PROVIDED RECORDS:

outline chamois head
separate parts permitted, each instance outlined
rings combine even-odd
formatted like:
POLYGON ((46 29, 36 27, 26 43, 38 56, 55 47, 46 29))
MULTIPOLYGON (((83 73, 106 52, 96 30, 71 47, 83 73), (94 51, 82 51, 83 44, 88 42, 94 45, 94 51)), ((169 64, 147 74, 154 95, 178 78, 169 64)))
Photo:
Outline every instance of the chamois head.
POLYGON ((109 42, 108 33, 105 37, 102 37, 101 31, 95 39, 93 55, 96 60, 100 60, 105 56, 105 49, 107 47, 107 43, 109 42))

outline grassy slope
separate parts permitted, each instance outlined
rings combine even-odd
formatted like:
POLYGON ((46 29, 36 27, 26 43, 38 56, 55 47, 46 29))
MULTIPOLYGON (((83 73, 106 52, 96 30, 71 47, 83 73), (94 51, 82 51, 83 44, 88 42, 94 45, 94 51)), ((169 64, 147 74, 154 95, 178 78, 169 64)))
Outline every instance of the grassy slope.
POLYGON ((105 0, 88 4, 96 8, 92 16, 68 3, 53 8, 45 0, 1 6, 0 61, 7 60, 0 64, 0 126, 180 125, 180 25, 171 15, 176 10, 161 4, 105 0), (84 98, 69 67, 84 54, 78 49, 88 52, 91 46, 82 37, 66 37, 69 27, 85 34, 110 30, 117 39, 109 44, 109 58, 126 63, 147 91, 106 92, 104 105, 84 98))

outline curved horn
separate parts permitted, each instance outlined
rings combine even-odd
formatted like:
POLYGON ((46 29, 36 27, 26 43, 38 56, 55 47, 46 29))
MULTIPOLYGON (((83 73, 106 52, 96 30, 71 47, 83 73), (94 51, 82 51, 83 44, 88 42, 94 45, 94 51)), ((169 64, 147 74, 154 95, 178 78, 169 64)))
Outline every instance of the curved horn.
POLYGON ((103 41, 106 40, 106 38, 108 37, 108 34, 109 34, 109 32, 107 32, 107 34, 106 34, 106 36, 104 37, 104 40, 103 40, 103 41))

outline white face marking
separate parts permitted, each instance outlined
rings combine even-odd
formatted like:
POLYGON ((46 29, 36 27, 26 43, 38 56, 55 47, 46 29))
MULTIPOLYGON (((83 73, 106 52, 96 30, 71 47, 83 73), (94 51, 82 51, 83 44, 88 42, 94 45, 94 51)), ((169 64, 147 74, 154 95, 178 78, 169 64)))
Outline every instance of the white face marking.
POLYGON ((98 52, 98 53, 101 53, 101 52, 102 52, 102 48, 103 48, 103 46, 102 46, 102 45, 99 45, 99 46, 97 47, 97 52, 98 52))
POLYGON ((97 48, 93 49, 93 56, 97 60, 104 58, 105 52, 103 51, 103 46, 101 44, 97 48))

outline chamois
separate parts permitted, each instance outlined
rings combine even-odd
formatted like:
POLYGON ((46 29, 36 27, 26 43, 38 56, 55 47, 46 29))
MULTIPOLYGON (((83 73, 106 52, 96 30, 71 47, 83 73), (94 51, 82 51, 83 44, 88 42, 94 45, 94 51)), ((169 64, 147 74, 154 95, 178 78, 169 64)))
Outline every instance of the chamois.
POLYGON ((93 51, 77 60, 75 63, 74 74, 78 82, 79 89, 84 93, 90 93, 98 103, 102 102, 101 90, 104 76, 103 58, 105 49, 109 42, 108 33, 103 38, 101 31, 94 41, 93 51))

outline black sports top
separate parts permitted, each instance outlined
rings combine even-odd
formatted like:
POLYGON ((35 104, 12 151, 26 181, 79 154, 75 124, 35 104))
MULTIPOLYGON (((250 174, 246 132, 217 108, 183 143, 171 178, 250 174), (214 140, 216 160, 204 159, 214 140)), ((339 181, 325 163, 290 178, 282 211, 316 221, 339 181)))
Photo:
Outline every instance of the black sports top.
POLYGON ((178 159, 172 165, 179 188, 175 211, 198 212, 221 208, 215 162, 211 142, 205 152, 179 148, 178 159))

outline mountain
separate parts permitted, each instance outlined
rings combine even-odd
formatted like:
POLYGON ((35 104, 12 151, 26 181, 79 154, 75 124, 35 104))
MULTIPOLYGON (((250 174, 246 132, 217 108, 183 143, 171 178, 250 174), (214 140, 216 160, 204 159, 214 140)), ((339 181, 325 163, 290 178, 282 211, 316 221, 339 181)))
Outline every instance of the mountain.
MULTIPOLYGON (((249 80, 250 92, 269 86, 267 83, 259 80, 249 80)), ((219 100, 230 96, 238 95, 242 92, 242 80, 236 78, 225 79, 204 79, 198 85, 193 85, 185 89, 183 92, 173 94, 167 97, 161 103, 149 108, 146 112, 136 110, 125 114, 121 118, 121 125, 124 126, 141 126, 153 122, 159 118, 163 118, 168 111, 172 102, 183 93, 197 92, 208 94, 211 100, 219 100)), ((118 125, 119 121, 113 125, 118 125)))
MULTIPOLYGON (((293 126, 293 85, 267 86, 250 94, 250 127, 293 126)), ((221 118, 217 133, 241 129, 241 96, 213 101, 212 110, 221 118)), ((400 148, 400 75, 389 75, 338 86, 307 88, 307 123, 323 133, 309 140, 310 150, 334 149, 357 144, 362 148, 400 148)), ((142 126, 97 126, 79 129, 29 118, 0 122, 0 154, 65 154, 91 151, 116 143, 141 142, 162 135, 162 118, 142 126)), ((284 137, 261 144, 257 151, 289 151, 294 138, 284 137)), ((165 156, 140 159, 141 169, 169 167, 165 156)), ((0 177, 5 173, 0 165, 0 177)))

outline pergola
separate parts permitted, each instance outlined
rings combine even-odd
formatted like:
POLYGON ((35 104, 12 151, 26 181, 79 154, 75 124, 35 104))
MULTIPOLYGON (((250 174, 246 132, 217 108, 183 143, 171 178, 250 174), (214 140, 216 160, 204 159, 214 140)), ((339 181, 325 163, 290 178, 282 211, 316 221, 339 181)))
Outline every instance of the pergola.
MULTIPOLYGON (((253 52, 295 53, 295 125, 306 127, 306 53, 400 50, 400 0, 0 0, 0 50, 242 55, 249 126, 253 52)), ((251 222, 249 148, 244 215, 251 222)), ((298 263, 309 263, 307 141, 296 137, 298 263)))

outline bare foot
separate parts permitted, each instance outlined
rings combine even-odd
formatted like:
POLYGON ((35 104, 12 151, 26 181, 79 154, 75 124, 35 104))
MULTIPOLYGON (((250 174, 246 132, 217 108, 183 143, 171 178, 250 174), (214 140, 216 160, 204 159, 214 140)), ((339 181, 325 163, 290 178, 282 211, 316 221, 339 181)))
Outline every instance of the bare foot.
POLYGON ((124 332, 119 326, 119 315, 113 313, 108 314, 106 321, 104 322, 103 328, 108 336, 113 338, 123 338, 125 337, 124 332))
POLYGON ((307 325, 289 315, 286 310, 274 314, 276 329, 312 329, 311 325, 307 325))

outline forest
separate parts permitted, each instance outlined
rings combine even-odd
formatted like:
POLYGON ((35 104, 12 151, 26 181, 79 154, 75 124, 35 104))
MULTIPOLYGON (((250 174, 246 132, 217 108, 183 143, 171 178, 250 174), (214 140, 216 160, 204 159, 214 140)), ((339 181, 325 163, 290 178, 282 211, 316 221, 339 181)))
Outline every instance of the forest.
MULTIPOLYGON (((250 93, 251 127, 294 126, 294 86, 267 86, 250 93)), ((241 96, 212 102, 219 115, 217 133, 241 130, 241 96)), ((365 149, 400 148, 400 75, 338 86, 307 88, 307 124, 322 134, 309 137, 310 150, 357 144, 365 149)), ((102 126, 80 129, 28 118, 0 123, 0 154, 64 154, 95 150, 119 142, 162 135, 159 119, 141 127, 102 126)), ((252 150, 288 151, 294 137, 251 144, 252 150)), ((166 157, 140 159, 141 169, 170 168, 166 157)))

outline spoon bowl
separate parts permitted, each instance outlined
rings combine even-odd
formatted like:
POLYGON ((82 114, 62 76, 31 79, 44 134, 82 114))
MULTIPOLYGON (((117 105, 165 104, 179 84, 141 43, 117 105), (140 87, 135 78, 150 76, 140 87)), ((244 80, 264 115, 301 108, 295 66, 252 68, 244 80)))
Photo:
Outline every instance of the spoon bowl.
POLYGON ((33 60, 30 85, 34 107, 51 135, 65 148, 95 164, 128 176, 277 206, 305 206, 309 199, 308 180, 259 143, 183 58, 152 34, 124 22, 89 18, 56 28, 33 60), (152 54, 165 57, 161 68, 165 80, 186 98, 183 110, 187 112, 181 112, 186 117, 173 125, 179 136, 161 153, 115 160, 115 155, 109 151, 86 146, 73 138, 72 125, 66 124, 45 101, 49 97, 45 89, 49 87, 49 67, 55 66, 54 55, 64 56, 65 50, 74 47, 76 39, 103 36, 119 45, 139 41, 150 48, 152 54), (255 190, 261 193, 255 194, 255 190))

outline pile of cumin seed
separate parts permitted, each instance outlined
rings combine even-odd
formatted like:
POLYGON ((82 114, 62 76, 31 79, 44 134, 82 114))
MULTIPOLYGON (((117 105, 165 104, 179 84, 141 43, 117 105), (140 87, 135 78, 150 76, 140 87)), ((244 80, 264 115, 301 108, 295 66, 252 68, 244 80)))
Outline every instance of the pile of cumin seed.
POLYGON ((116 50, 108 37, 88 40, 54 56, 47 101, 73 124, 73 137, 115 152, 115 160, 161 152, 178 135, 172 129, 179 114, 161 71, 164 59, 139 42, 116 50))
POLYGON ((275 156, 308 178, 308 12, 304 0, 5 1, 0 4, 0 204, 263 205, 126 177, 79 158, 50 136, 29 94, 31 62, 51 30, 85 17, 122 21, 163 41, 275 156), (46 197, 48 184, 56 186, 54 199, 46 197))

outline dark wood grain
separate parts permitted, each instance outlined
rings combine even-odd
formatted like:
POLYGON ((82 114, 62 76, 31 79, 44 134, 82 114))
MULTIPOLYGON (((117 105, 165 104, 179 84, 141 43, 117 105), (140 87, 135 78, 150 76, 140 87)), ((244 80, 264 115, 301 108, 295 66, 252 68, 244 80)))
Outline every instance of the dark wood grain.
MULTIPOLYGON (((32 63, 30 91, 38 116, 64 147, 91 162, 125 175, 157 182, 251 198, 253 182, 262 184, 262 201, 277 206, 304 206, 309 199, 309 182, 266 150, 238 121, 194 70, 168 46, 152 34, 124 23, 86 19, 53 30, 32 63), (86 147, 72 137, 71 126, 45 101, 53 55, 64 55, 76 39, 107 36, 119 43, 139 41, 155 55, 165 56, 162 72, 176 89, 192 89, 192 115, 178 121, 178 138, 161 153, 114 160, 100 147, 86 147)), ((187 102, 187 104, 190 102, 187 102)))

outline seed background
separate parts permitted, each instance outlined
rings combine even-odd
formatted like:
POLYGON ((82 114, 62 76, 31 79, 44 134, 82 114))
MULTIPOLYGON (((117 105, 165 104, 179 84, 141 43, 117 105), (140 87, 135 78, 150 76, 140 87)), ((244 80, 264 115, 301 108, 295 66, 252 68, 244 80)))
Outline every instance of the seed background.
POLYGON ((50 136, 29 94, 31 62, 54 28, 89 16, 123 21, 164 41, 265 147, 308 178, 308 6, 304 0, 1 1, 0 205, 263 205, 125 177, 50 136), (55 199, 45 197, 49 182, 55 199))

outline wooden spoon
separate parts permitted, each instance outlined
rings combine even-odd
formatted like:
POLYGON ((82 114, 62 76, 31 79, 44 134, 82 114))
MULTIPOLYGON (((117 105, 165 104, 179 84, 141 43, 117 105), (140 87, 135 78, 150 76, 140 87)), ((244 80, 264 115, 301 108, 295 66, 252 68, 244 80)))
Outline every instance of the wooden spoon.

YOUR TASK: Reproduce the rows from the line containing "outline dark wood grain" up to and including the line containing "Outline every instance of the dark", substituting "light wood grain" for "dark wood grain" and leaving everything else unchanged. Give only those lines.

SOLUTION TO THE PROBLEM:
outline light wood grain
separate parts permitted, each instance outlined
rings combine even-odd
formatted like:
POLYGON ((82 114, 62 76, 31 79, 44 134, 82 114))
MULTIPOLYGON (((117 105, 165 104, 179 84, 141 43, 117 105), (140 87, 135 78, 150 76, 140 87)), ((244 80, 264 115, 301 108, 295 66, 252 68, 244 80)))
Outline every instance of the light wood grain.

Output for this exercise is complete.